**Task list**
1) From the page on the Phenoscape Knowledgebase data model, return the words starting at "- new: has_part" and ending at "(has_part some dorsal_fin)", copied without any change.
2) For each statement below, answer yes or no according to the page on the Phenoscape Knowledgebase data model, and quote the words from the page that decide it. (a) The new model expresses absence with a quality class called 'absent'. (b) In the new model, "serrated dorsal fin" is written as has_part some (dorsal_fin and bearer_of some serrated). (c) At the level of instance data, the old and new models are the same.

**Excerpted passage**
* * * * * * * * *

This page describes the data model, data loading process, and query methods being developed for a new version of the Phenoscape Knowledgebase built on top of RDF and making use of standard OWL reasoners.
Phenotypes in the new data model are modeled as OWL class expressions. They are now constructed in an inverse fashion from the form in the original KB — rather than describing classes of particular qualities which inhere in particular structures, we describe parts which bear particular qualities (at the level of instance data the model is the same: inheres_in is the inverse of bearer_of).
For example, "serrated dorsal fin":
- old: exhibits some (serrated and inheres_in some dorsal_fin)
- new: has_part some (dorsal_fin and bearer_of some serrated)
We can now model absence correctly. The previous version of the KB used a quality class called 'absent' in a way which produces unintended inferences. In the new model we use negation. For "dorsal fin, absent":
- not (has_part some dorsal_fin)
For a localized absence we would use a nested has_part:
- has_part some (head and not (has_part some scale))
The has_part formulation also provides the benefit of automatic "present" inferences for structures used in any phenotype, not just "present" phenotypes.

* * * * * * * * *

**Records excerpted from a collection**
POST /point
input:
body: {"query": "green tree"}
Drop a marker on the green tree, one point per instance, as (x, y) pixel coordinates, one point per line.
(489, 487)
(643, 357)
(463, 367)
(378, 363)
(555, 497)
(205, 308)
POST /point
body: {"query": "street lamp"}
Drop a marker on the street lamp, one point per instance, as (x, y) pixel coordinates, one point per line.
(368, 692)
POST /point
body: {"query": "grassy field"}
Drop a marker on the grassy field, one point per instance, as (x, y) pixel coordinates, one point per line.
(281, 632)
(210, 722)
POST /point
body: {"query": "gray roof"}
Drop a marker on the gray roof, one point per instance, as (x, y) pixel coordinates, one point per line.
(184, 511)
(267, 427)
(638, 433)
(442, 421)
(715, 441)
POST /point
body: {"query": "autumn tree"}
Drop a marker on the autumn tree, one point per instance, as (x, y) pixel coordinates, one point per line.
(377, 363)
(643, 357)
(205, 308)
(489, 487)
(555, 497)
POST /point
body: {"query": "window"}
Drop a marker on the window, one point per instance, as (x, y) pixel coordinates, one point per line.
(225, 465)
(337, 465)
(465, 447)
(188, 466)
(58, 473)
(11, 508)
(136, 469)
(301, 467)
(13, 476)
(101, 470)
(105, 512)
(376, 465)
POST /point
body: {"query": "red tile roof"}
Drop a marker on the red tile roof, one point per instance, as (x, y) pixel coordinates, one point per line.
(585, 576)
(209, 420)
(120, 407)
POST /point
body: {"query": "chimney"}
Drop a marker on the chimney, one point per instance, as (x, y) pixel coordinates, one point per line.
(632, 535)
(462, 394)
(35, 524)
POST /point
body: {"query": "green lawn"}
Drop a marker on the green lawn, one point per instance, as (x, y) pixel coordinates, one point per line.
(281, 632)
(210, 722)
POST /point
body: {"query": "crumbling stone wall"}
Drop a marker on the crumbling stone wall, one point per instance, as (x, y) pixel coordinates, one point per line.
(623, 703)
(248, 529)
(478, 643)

* * * * * * * * *

**Answers in order**
1)
- new: has_part some (dorsal_fin and bearer_of some serrated)
We can now model absence correctly. The previous version of the KB used a quality class called 'absent' in a way which produces unintended inferences. In the new model we use negation. For "dorsal fin, absent":
- not (has_part some dorsal_fin)

2)
(a) No: "In the new model we use negation."
(b) Yes: "new: has_part some (dorsal_fin and bearer_of some serrated)"
(c) Yes: "at the level of instance data the model is the same"